ROWS:

☆ ☆ ☆ ☆

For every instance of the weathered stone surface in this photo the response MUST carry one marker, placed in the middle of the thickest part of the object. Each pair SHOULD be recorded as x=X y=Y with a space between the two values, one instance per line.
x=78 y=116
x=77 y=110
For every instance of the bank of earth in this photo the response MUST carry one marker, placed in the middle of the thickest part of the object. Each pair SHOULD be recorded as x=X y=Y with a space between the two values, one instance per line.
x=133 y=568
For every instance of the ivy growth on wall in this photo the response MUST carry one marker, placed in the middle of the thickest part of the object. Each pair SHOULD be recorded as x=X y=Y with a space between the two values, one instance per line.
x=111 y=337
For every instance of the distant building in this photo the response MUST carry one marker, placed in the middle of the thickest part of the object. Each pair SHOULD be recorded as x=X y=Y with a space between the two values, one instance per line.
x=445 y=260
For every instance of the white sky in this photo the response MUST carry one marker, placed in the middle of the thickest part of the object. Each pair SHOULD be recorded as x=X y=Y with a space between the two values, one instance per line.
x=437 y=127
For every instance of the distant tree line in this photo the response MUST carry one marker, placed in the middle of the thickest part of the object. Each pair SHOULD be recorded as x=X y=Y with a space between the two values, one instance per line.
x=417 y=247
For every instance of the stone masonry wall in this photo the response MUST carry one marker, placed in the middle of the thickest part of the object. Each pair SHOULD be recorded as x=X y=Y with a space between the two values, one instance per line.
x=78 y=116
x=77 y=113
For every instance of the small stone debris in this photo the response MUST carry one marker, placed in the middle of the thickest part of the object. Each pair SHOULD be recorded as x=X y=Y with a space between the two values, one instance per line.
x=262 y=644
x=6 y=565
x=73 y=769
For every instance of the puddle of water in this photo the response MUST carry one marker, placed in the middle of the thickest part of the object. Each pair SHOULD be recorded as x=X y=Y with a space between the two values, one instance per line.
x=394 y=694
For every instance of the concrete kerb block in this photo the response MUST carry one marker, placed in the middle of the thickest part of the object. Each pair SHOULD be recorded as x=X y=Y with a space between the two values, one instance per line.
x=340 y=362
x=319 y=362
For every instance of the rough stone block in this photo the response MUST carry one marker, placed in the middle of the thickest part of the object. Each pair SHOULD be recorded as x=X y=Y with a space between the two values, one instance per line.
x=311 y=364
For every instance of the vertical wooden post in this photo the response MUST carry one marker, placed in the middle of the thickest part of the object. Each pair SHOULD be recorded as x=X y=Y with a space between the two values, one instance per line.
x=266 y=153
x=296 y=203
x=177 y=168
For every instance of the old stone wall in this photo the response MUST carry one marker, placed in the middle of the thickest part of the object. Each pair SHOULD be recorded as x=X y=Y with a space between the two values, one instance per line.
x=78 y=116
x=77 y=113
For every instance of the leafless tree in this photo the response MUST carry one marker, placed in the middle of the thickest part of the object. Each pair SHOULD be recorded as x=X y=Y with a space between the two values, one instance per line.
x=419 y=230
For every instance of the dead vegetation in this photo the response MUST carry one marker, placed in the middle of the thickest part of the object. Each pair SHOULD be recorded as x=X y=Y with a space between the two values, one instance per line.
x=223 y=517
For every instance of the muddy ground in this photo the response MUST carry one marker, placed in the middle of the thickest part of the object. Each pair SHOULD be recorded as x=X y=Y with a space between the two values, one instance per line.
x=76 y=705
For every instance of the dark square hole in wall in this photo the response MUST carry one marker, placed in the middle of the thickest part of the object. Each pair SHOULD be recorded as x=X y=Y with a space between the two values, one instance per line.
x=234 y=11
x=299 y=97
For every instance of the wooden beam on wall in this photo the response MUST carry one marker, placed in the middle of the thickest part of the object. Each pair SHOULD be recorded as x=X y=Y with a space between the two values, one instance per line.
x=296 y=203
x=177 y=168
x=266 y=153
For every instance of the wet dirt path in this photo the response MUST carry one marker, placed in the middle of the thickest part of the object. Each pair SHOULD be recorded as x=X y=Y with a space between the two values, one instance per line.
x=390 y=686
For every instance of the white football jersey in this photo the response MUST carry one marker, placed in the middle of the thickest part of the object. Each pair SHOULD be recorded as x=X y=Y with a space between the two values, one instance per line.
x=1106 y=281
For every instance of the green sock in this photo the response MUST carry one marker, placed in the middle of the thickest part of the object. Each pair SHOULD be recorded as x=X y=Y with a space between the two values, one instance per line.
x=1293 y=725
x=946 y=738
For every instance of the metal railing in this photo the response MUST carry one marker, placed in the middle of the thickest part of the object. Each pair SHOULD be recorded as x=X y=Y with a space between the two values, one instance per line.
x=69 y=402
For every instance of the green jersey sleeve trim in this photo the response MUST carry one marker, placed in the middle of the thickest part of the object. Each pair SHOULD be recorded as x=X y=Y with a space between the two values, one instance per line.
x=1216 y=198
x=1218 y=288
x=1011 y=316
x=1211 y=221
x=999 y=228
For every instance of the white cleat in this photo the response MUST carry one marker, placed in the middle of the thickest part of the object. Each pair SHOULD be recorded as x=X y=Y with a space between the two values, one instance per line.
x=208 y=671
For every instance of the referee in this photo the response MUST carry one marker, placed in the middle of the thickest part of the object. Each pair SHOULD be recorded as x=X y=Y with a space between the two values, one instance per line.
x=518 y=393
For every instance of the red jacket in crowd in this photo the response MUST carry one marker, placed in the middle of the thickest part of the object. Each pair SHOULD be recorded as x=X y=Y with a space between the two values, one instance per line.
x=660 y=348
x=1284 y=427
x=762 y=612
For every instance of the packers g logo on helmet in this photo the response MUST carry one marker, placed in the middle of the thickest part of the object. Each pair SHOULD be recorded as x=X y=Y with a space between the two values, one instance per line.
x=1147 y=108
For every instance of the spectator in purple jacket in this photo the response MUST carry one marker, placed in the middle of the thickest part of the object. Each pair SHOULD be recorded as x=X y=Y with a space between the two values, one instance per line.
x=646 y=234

☆ ☆ ☆ ☆

Look above for the line that holds "For every instance of the green sock", then copy it and each line after it exactly, through the last line of the data.

For every instance of the green sock in this photo the response MUST carry one marker, placed in the middle of the thickest part of the object. Each pair SHOULD be recorded as x=X y=Y with a space between the two values, one instance per line.
x=1293 y=725
x=946 y=738
For every instance of the metal railing in this photo the response MUST carry one marker, placed in the middle of the thickest part of the object. Each pair SHOULD be recorded as x=X y=Y with a space between the two values, one instance per line.
x=69 y=402
For every instance of the green jersey sleeve trim in this photo the response MUST carry one marker, placed in the middle of the thickest part of the object. Each pair SHOULD be recorded as x=X y=Y with a space between the two values, one instance per line.
x=1216 y=198
x=1218 y=288
x=1011 y=316
x=1211 y=221
x=999 y=228
For every instance of the white cleat in this photo the response MUST carry one marker, placed in the middle of the thickest part of the object. Each pair SHOULD be recorded as x=X y=Y with a space between the two values, one instance per line.
x=208 y=671
For every instance of the referee in this photo the response MUST carry one marker, placed in the middle of the thickest part of the object. Each pair SHOULD be recorded as x=X y=Y with a space between the two values, one instance per line.
x=518 y=393
For every instance of the red jacket in crowd in this photo the response MUST carry one marker, placed in the middle of the thickest part of the object. Each pair SHOULD be recorded as x=X y=Y with a space between the two values, one instance per line.
x=660 y=348
x=1284 y=427
x=762 y=612
For every instance of the packers g logo on helmet in this photo the response MUST carry one marker, placed in the middle of the thickest part of the object. Each pair SHOULD be recorded as x=X y=Y with a space between the two values, one instance per line.
x=1147 y=108
For every instance of the spectator in purple jacket in this photo the response MUST carry one marker, placed in the middle of the thickest part of the object. Each pair SHOULD be recorded as x=X y=Y with a space between the two values, one instance per line.
x=646 y=234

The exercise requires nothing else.